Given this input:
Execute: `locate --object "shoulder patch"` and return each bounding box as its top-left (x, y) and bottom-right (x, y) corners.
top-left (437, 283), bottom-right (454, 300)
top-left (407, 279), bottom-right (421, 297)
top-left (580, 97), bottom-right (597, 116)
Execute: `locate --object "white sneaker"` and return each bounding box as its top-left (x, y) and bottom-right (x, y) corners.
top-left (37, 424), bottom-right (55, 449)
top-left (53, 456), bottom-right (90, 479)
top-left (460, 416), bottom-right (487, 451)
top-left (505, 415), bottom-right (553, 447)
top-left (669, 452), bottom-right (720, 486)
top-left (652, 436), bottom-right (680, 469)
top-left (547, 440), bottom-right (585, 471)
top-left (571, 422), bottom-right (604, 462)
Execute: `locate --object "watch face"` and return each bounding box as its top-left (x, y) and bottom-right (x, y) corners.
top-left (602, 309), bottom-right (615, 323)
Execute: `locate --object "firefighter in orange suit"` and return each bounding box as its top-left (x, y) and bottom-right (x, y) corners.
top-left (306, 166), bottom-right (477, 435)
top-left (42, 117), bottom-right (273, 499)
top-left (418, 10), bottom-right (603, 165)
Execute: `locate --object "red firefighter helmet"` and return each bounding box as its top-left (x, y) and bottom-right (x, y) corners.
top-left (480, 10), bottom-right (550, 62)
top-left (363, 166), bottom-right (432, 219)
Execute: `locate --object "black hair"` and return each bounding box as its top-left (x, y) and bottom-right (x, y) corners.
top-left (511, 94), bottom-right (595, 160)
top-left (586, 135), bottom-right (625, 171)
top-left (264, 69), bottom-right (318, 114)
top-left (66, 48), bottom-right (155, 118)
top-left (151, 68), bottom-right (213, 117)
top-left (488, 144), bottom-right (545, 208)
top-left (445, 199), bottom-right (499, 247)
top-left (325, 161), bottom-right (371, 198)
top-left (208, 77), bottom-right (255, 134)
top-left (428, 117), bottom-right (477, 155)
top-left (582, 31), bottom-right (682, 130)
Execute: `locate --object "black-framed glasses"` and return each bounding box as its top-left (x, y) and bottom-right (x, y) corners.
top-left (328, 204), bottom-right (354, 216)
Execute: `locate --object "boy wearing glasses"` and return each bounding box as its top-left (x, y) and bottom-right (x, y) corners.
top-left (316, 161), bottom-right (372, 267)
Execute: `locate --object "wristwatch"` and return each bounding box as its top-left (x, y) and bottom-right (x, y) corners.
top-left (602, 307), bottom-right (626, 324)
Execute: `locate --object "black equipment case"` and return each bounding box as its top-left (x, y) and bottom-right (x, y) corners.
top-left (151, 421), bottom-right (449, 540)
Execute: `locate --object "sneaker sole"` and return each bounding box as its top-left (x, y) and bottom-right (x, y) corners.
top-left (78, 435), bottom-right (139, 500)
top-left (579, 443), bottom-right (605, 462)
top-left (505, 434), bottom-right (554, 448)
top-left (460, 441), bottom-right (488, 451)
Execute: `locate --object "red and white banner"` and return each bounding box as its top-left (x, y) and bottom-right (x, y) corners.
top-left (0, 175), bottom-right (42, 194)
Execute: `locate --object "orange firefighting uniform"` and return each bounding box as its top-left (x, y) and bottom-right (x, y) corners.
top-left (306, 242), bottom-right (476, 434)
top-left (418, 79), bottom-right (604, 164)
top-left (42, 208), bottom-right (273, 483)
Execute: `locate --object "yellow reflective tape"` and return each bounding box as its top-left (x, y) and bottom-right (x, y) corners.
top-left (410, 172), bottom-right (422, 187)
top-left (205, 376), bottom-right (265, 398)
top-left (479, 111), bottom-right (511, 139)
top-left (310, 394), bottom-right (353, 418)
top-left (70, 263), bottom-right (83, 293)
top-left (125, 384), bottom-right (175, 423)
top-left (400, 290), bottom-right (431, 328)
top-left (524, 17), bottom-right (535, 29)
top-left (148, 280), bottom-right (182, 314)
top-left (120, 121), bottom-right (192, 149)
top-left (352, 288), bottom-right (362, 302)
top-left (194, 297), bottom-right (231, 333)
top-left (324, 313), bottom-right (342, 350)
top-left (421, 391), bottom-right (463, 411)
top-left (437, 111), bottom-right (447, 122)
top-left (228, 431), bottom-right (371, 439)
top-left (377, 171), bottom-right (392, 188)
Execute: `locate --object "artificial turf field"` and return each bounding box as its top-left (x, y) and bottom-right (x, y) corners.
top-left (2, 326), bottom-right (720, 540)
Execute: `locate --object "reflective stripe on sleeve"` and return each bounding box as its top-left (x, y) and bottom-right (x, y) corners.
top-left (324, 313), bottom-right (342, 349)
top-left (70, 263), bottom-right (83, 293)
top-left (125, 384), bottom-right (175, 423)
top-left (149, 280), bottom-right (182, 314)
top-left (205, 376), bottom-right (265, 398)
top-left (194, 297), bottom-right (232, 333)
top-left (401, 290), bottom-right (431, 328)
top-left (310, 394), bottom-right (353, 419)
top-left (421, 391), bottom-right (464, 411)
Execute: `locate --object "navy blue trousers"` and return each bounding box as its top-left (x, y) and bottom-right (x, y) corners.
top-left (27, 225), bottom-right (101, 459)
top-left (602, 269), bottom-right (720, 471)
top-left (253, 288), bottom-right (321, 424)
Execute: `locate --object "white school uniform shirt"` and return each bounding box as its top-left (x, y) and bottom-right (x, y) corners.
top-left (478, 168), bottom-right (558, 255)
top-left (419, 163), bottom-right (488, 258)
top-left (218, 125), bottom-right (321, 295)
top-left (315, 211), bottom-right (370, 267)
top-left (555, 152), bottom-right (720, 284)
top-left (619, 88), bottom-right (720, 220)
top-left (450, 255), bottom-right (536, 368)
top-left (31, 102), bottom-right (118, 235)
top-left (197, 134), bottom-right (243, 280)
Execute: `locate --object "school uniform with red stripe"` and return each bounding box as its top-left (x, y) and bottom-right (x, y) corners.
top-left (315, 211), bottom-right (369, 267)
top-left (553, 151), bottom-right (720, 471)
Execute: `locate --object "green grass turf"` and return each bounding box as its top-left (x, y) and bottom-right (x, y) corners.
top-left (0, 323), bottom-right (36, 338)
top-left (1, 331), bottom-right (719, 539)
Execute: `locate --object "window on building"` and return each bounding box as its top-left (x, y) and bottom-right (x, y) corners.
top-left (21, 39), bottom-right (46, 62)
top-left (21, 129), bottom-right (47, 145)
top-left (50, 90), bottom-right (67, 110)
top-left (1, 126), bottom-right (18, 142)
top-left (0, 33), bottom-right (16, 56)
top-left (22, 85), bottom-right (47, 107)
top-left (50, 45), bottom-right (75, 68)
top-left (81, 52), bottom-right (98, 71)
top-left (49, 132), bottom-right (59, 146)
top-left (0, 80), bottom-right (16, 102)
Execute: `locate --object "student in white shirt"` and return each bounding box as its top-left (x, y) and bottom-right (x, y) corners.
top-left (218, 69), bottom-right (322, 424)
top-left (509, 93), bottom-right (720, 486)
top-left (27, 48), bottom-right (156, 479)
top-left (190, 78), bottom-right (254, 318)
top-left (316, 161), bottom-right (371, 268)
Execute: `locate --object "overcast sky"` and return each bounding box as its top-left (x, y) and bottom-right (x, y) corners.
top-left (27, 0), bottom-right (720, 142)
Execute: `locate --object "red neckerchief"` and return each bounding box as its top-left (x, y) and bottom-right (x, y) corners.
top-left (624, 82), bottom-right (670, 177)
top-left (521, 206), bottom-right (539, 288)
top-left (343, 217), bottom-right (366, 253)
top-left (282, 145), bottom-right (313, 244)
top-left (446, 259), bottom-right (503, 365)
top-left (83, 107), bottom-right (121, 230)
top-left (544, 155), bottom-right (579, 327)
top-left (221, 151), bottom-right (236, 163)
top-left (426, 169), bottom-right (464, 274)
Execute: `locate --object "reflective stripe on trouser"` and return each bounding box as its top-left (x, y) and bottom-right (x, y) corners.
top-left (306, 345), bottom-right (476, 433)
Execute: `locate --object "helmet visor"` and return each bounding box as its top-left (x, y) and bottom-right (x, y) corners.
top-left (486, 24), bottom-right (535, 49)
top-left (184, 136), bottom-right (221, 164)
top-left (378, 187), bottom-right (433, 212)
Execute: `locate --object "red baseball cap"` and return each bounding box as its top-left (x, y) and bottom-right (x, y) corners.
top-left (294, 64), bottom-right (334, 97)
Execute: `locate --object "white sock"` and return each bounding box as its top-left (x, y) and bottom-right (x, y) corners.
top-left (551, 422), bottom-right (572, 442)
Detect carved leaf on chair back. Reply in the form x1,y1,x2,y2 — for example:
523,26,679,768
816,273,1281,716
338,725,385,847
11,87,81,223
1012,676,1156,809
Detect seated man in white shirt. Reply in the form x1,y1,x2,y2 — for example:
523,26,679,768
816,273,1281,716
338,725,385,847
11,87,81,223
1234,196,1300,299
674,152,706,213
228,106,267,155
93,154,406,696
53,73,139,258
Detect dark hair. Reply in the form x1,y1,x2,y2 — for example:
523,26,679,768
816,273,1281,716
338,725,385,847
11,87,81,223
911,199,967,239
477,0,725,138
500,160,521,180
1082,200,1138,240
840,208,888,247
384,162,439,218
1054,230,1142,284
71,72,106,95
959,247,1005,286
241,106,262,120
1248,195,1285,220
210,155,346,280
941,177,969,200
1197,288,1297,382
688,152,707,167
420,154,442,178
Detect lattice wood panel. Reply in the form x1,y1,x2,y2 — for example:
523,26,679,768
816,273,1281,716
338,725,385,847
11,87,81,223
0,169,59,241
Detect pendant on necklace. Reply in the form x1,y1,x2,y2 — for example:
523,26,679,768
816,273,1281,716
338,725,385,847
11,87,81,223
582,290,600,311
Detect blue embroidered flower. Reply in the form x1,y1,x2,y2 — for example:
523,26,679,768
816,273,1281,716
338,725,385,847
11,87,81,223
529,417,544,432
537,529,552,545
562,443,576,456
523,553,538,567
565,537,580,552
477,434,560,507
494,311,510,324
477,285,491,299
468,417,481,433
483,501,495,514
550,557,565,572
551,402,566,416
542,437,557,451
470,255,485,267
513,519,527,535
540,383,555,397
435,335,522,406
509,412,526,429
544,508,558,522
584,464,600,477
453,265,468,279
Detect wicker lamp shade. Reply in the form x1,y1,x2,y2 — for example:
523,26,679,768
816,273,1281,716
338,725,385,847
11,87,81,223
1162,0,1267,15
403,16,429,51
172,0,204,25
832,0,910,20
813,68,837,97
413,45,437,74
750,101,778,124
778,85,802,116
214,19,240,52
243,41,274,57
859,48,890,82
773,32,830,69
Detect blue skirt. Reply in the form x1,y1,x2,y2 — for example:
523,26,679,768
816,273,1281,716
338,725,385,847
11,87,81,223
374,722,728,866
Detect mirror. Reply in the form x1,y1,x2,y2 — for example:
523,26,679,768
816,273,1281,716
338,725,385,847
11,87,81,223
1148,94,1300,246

* [Exercise goal] Everything from the line holding "Detect wicker lamp" through the final line of the material must be given again exactly, and nothing outside that stretch.

* [Written response]
Detect wicker lamp shade. Reply in the form x1,y1,x2,y2 — for example:
523,26,679,768
816,273,1281,716
338,725,385,847
11,87,81,223
1162,0,1267,15
403,16,429,51
172,0,204,25
832,0,910,20
813,68,837,97
413,45,437,74
750,101,778,124
778,85,802,116
214,19,240,52
243,41,274,57
859,48,890,82
773,32,830,69
Detect blue skirt. Reply in the form x1,y1,x2,y2 — for example:
523,26,679,768
816,273,1281,716
338,725,385,847
11,87,81,223
374,722,728,866
Detect mirror. Reply in the form x1,y1,x2,y2 — for example:
523,26,679,768
816,273,1281,716
338,725,385,847
11,87,81,223
1148,94,1300,246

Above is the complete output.